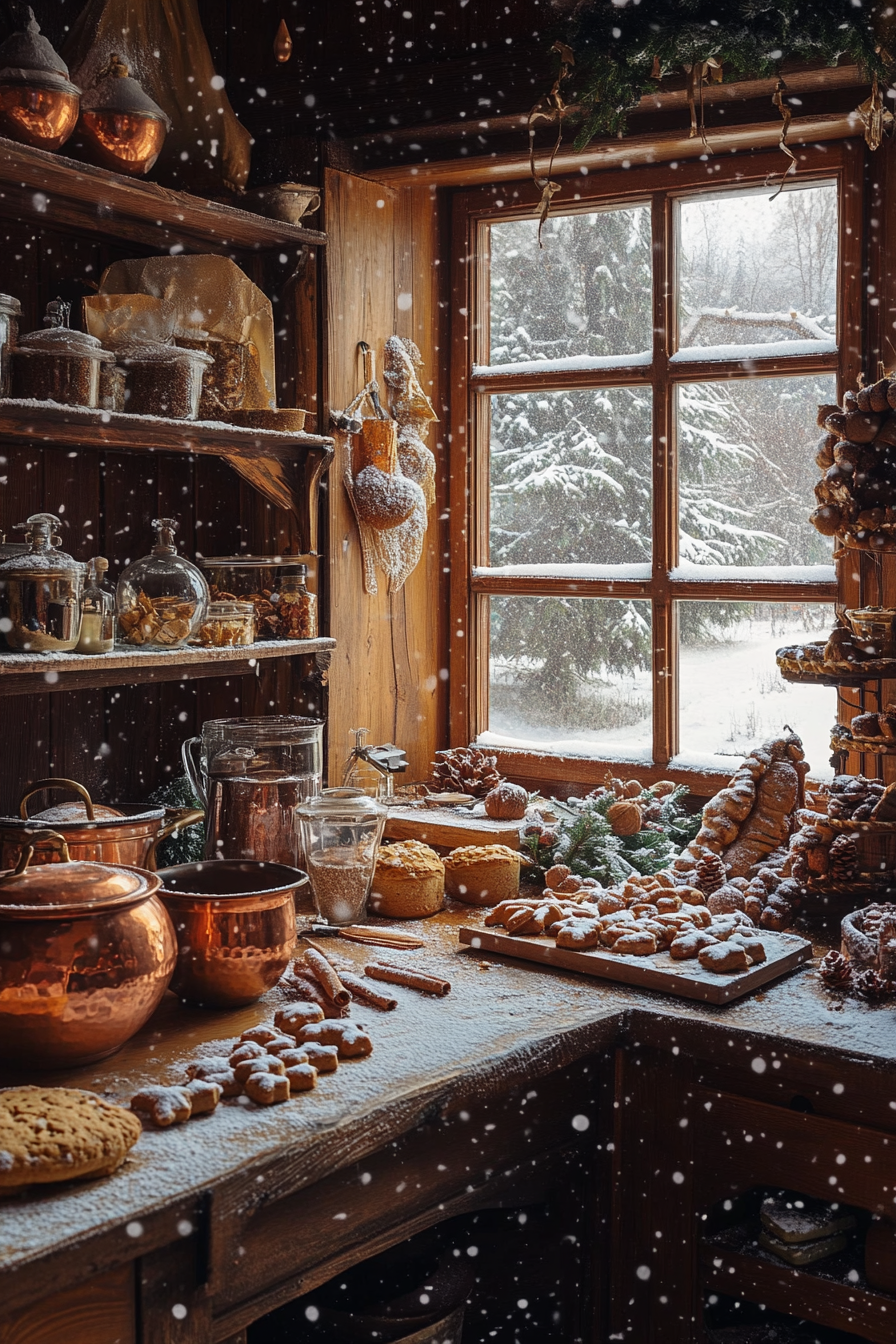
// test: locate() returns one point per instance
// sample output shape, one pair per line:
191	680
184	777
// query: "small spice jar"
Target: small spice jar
58	364
297	608
163	379
10	315
341	831
227	625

* * *

§ REQUIREMENT: How many lines of the entries above contain the word "spice"? Reply with the number only.

§ ANSWER IN FULL: 2